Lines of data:
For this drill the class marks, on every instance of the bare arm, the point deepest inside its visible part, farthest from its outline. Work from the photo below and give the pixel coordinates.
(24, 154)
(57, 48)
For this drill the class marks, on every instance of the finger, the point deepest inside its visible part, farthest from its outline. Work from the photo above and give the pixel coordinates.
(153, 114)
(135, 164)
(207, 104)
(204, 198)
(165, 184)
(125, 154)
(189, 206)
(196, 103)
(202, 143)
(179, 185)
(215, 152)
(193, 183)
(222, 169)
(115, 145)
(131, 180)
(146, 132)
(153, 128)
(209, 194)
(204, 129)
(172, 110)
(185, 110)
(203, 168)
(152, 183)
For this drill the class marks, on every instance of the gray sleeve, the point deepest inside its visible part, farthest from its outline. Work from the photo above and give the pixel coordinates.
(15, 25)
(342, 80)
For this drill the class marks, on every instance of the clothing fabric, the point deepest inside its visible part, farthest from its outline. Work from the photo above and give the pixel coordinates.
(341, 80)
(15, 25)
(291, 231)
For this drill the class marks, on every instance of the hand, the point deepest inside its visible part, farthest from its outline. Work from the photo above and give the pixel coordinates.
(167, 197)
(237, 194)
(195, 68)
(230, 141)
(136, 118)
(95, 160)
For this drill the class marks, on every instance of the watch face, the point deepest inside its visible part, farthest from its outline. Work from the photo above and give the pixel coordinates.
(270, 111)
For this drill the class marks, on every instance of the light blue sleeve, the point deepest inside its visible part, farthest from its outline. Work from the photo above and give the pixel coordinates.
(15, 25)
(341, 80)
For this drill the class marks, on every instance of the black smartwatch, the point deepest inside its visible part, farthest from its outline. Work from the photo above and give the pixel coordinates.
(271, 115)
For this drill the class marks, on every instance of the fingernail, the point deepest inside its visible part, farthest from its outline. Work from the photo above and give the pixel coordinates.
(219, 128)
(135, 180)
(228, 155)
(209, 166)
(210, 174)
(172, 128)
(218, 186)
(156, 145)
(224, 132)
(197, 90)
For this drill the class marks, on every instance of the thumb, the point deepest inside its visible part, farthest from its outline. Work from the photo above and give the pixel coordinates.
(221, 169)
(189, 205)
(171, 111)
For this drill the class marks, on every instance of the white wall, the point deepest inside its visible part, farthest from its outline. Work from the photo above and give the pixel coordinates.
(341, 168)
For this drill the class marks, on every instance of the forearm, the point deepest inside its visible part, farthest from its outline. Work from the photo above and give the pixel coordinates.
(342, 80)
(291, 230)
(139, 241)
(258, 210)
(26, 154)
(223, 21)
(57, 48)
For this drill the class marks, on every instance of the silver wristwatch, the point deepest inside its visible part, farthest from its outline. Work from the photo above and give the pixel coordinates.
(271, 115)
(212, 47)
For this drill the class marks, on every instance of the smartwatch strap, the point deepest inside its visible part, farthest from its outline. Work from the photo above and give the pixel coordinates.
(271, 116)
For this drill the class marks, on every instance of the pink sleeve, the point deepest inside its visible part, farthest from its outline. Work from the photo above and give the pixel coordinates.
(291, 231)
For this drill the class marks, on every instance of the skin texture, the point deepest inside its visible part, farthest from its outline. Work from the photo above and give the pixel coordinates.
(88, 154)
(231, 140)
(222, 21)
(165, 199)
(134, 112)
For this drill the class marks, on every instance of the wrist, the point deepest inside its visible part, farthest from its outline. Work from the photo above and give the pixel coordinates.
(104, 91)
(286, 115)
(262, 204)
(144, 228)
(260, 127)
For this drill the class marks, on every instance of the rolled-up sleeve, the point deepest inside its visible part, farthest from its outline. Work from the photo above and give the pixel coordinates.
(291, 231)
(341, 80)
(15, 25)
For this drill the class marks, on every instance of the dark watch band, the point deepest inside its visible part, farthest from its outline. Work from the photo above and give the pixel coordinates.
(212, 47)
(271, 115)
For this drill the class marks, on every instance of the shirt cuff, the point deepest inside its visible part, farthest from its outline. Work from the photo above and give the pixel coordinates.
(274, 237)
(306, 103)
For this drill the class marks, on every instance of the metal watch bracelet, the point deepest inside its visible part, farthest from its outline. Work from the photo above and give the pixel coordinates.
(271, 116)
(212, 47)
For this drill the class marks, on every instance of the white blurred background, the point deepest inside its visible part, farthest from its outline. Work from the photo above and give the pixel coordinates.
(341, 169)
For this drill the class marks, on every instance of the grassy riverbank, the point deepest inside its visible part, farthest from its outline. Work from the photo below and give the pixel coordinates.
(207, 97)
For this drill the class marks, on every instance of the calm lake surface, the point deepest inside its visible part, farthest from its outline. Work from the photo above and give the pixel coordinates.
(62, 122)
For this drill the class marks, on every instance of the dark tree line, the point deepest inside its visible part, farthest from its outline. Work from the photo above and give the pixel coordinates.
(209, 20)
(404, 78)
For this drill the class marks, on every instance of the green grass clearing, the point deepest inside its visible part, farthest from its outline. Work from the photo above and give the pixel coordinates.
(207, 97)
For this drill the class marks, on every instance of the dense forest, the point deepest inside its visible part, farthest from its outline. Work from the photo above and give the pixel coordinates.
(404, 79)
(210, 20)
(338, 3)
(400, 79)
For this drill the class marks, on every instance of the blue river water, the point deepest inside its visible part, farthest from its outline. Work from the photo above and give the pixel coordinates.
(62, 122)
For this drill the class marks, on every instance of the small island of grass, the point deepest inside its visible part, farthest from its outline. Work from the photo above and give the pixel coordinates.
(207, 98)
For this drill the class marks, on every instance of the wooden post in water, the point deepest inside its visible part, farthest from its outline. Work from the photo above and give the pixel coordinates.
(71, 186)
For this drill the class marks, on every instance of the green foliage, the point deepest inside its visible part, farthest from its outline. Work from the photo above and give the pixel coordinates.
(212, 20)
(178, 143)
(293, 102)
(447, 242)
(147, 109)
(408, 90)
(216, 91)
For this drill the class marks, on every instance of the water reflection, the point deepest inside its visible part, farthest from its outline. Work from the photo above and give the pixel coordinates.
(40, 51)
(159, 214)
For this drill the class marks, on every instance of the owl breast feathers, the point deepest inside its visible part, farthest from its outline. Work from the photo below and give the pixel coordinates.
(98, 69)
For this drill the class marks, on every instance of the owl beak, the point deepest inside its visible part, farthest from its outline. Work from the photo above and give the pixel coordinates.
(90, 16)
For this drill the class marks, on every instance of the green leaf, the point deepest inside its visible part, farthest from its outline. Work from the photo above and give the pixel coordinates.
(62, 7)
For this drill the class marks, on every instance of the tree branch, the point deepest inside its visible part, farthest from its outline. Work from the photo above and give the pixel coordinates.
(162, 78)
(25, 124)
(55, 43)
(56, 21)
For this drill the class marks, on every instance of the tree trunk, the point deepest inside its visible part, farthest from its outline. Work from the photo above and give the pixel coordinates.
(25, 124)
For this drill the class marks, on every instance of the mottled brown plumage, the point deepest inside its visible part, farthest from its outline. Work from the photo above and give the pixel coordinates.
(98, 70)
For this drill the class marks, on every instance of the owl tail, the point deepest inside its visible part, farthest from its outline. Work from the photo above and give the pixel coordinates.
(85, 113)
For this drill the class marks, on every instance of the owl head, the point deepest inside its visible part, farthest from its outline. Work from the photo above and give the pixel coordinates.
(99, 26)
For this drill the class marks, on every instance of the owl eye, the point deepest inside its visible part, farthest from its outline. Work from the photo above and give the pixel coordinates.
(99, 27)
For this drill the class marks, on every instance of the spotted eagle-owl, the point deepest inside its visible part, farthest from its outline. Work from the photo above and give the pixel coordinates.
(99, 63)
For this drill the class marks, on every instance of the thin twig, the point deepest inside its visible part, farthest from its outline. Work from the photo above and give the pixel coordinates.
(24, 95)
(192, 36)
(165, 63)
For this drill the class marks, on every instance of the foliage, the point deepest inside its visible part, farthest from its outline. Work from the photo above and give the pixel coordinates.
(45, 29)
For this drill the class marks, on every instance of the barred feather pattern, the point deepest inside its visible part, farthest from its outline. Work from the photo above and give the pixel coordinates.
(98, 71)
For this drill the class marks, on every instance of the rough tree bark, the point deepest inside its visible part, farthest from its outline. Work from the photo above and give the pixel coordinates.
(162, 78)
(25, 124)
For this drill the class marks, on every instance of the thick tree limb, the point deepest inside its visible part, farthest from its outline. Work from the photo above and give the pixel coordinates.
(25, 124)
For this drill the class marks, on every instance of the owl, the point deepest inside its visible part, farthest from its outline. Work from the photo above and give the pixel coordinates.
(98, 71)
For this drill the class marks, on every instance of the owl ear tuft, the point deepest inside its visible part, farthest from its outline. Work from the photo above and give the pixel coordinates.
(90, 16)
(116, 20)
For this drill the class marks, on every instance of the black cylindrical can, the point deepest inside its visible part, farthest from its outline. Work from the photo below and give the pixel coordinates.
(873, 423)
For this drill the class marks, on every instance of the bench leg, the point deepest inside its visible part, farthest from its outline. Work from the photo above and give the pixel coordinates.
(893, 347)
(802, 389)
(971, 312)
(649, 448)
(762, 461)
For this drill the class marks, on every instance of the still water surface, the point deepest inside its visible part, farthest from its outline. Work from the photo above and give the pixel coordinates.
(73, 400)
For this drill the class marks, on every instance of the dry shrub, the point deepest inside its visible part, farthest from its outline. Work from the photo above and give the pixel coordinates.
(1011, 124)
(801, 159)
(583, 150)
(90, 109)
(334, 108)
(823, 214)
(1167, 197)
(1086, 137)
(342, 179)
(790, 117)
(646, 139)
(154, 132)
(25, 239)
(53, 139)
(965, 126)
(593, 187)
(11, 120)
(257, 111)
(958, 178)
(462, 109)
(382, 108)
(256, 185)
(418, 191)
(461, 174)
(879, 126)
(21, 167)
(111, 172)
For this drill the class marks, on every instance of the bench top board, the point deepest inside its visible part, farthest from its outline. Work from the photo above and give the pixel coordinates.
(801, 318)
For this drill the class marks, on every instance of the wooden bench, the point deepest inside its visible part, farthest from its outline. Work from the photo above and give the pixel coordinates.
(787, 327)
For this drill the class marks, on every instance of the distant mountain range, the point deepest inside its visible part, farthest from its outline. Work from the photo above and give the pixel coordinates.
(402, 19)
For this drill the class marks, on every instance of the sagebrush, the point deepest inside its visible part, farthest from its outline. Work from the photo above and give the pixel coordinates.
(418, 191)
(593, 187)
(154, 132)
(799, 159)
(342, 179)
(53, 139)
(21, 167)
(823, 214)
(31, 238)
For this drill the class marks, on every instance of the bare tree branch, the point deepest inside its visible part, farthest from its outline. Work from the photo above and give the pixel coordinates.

What you should do » Exactly reproduce the lines beginning with the one that contains "the bench top" and ending with the last line of the material, both included. Leave out everything else.

Task solution »
For this drill the class marks, on every instance of the bench top board, the point deepest inside its visible part, farthest from its outline. Work from the photo above and give the pixel coordinates.
(801, 318)
For this drill the class marks, on every instance of the wooden bench, the point deepest inside its visible part, farthest from its outline. Work from the photo above and give the pixel coordinates.
(787, 327)
For this drill the class marks, on every instance of the distant mountain range, the point deepest inside its visible part, farthest from its outline. Work from the photo above and give the pixel coordinates.
(402, 19)
For this drill the class marks, on every instance of the sagebrush, the point deepest inside its visible part, farthest from its outline. Work from the photo above and give the pixel coordinates.
(418, 191)
(593, 187)
(154, 132)
(799, 159)
(342, 179)
(53, 139)
(21, 167)
(823, 214)
(31, 238)
For this drill the class marks, on every instance of the bare tree branch, the point deepest inside its visible part, farthest from its outline. Work from the photo above and give the pixel coordinates.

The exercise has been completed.